_Aim_
Please copy each of the following lines exactly as it appears.

_Extracted material_

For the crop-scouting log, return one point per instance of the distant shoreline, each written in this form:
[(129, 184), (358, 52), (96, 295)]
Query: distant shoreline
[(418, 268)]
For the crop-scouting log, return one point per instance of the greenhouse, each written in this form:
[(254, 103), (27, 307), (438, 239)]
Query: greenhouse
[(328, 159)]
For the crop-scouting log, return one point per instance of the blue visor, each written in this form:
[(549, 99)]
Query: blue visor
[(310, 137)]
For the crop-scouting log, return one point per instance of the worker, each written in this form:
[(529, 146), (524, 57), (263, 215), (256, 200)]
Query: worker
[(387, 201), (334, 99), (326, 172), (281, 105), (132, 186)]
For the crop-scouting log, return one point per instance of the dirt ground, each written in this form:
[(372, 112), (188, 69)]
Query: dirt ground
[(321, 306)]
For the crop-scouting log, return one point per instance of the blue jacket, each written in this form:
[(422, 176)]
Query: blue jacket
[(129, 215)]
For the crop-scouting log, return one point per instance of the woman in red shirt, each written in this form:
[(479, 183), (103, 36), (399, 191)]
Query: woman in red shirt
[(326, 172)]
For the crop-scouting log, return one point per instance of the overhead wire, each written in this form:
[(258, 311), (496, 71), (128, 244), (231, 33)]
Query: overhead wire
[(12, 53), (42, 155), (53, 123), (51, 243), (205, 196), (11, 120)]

_Correct result_
For the crop-scouting log, return one point per instance of the distant shoreline, each written in this form:
[(129, 184), (358, 52), (96, 295)]
Query: distant shoreline
[(418, 268)]
For the crop-scouting log, return one point per instance of the greenhouse, each written in this form:
[(254, 103), (27, 307), (438, 239)]
Query: greenhouse
[(328, 159)]
For the crop-scouting log, return one point per instance of the blue visor, each written in this form:
[(549, 99)]
Query: blue visor
[(310, 137)]
For the crop-scouting log, return one point per instance of the worker, each written in this form:
[(529, 146), (524, 57), (263, 215), (256, 200)]
Query: worker
[(387, 201), (334, 99), (326, 172), (281, 105), (132, 186)]
For the crop-scouting log, return one point per instance of the dirt ground, each written in this form:
[(372, 112), (188, 69)]
Query: dirt ground
[(321, 306)]
For the crop-scouting log, return one point per instance of the blue jacket, each written in this form:
[(422, 176)]
Query: blue jacket
[(129, 215)]
For the crop-scouting log, return one point per instance of the woman in red shirt, each written in this form:
[(479, 183), (103, 36), (399, 191)]
Query: woman in red shirt
[(326, 172)]
For the crop-scouting log, return one point per instance of the overhead wire, each written in this form:
[(258, 311), (496, 71), (128, 244), (231, 33)]
Query: overhead wire
[(12, 53), (42, 155), (53, 123), (51, 243), (205, 196), (11, 120)]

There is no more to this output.